Exactly reproduce the line containing "Can you find the yellow" together with every line after it, through the end of the entries, and give nothing more.

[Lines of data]
◇ ◇ ◇ ◇ ◇ ◇ ◇

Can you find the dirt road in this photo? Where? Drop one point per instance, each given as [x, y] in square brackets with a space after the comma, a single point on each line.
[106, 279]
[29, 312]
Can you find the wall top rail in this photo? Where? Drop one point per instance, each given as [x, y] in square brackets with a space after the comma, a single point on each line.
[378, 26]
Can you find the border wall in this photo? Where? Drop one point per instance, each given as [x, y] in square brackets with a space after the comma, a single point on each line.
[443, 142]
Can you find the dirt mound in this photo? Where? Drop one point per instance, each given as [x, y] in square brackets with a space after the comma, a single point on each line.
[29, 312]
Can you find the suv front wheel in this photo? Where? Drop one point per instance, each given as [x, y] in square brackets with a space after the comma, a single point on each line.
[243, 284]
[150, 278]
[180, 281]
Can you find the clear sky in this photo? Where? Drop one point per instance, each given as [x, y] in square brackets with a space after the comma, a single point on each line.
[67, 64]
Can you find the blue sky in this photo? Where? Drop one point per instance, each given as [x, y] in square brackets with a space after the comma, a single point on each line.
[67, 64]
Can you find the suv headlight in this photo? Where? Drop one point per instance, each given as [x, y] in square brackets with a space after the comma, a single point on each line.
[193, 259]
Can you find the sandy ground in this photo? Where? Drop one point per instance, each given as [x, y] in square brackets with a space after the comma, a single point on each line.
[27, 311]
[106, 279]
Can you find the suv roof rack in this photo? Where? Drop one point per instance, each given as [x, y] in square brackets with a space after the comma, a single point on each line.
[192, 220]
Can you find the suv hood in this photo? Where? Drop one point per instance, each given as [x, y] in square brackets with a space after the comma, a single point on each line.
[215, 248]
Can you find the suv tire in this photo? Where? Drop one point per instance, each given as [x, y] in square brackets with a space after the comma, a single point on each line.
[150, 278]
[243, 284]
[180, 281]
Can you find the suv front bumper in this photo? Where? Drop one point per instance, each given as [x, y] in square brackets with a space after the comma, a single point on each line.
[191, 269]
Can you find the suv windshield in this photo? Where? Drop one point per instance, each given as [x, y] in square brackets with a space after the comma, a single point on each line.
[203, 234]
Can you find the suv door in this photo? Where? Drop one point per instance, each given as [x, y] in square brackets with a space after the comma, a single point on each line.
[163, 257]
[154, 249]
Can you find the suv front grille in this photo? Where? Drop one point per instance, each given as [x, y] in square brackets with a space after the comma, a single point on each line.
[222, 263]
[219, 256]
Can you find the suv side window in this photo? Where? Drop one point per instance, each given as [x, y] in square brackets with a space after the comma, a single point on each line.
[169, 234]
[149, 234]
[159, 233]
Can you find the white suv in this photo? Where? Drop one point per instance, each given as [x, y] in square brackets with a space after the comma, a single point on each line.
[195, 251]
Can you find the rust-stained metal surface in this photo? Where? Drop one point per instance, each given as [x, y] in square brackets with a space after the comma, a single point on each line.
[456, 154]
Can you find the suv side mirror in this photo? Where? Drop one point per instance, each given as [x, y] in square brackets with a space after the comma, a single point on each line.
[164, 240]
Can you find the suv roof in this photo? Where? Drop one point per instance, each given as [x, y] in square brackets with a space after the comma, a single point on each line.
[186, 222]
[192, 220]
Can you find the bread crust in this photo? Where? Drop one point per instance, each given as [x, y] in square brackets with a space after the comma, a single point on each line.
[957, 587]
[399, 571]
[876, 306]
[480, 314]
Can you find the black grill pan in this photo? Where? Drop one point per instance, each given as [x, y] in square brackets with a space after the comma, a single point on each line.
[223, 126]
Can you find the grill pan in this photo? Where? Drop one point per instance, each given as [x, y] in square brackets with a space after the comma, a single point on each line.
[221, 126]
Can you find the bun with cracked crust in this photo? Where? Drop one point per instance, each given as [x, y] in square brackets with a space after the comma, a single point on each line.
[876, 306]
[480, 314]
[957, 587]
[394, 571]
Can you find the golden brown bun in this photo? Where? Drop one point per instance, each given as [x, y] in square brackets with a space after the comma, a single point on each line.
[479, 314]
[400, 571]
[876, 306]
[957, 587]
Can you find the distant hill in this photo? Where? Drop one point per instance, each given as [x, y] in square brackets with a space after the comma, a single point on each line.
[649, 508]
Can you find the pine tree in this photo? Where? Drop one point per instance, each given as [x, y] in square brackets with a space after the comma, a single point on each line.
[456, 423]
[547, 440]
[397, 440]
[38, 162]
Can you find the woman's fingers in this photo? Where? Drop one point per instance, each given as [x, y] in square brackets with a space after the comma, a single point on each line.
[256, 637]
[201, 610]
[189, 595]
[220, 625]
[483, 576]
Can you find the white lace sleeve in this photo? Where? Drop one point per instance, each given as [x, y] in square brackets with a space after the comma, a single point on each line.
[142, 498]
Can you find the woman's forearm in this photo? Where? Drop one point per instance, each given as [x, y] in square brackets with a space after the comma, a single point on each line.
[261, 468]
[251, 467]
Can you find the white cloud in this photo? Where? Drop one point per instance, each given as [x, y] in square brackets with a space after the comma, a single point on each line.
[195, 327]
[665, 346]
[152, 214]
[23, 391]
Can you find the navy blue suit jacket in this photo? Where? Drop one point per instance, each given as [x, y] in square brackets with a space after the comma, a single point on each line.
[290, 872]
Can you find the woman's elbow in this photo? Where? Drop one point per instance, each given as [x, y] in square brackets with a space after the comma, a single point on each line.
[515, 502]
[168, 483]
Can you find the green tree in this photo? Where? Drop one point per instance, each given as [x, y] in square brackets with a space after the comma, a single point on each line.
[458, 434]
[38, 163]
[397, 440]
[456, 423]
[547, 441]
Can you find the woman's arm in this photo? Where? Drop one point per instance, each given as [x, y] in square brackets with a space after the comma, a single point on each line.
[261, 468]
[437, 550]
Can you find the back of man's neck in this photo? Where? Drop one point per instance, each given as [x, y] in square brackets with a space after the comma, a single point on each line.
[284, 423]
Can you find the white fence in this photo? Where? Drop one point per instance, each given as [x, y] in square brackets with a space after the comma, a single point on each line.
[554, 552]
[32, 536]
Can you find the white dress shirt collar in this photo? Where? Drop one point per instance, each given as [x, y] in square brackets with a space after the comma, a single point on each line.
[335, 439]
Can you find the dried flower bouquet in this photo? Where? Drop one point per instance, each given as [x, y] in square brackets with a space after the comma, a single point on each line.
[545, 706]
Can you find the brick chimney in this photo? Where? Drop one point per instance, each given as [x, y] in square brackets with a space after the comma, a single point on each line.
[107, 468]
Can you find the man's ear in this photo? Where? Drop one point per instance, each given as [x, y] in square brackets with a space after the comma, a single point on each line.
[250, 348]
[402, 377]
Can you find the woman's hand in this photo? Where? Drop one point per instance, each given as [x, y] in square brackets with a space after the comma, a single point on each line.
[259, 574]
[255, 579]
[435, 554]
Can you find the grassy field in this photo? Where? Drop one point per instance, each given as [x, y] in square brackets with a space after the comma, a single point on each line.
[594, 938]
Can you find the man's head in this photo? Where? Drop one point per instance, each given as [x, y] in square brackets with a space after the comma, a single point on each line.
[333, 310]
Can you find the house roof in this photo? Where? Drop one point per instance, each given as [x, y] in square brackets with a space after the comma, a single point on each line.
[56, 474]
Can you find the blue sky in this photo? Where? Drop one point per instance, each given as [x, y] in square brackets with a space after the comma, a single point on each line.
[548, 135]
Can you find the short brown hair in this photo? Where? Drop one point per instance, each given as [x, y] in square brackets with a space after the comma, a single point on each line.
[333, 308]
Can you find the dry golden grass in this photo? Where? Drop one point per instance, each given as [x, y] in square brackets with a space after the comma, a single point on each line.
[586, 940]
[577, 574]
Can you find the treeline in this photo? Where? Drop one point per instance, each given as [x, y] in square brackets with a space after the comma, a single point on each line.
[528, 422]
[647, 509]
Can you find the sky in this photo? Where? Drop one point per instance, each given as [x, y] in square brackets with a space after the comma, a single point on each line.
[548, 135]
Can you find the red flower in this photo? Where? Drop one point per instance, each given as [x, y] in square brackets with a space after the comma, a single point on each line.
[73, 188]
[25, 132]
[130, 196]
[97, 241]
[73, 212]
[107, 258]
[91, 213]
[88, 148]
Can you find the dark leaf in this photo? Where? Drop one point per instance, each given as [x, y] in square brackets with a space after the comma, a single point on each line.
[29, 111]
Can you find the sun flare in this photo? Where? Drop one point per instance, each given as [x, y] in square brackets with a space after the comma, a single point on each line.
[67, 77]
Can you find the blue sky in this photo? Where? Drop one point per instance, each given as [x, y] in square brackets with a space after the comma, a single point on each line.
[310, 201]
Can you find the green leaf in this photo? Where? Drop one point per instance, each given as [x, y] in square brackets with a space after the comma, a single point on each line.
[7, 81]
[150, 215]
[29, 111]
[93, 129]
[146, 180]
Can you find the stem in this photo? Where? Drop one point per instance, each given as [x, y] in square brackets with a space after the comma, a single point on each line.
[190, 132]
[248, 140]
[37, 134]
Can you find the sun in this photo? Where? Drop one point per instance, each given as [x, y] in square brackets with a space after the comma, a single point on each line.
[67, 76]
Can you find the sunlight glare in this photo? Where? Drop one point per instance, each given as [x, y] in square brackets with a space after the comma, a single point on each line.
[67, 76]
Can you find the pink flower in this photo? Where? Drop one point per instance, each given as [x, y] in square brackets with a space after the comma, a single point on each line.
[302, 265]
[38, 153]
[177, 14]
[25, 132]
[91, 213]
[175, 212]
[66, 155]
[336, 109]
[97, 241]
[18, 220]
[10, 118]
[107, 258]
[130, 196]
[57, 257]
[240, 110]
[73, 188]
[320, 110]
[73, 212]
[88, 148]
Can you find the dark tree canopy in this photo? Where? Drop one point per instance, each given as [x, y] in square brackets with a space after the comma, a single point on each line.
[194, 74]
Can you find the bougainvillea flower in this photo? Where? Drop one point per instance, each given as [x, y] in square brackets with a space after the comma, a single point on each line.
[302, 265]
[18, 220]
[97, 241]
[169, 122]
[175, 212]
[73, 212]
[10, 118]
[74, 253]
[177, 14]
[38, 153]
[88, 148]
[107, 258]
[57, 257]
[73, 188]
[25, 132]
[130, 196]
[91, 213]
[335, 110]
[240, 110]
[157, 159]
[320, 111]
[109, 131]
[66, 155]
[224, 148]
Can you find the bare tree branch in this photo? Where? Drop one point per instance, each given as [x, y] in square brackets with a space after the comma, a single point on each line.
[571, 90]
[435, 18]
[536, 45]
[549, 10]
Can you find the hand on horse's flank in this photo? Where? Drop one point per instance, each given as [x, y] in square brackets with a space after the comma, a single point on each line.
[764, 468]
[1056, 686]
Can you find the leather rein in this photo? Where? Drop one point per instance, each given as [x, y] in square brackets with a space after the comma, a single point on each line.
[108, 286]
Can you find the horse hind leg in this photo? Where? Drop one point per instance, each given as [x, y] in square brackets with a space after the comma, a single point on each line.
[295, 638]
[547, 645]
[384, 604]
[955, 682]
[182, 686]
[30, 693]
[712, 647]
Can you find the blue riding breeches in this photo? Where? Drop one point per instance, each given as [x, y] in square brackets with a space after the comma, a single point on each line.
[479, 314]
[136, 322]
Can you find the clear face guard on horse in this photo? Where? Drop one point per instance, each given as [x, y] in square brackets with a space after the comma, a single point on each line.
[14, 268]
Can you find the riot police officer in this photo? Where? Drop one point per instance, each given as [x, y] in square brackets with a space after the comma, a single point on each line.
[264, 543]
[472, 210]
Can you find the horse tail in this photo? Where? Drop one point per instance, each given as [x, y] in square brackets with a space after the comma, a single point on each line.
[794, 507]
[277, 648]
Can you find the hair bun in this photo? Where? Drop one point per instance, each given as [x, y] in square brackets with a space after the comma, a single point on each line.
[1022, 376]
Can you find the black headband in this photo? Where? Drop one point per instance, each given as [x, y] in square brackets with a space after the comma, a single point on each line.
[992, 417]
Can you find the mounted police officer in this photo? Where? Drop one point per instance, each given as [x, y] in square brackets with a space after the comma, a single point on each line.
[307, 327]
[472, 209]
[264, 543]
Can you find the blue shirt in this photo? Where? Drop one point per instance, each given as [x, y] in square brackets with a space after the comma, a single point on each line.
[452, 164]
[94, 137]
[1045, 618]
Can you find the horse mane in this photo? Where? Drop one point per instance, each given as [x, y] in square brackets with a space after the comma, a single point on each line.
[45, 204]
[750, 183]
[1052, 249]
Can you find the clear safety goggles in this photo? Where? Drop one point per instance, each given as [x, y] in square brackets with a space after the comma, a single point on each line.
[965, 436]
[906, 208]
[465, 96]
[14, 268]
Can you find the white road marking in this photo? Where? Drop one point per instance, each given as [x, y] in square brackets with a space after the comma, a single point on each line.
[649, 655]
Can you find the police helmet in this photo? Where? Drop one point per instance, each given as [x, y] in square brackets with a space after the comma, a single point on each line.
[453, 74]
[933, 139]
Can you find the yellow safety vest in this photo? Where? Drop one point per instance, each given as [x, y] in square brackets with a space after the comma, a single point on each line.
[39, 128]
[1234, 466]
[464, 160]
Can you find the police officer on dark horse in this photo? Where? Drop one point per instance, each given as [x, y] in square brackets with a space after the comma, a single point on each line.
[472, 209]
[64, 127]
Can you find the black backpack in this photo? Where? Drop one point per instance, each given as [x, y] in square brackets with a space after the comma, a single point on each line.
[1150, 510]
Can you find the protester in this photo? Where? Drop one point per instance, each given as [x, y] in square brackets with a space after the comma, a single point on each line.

◇ ◇ ◇ ◇ ◇ ◇ ◇

Finished task =>
Can you find the yellow safety vest in this photo? Where? Drop one point per instance, each given as [x, y] in square brackets with a space after the comma, a single point on each line.
[39, 128]
[1234, 466]
[464, 160]
Can you find the police officer on dark horse in this photo? Where? Drop one point per instance, each given as [x, y] in square brackets with a space after the comma, a single point on each line.
[472, 209]
[64, 127]
Can you find the black backpack in this photo? Where? Drop one point per instance, each given as [x, y] in square brackets with a space after the comma, a single point on each line.
[1150, 510]
Can you find the protester in this photo? Where? Drop one point per instance, each given as [x, y] in square brackets with a space after the comma, a single point on each line.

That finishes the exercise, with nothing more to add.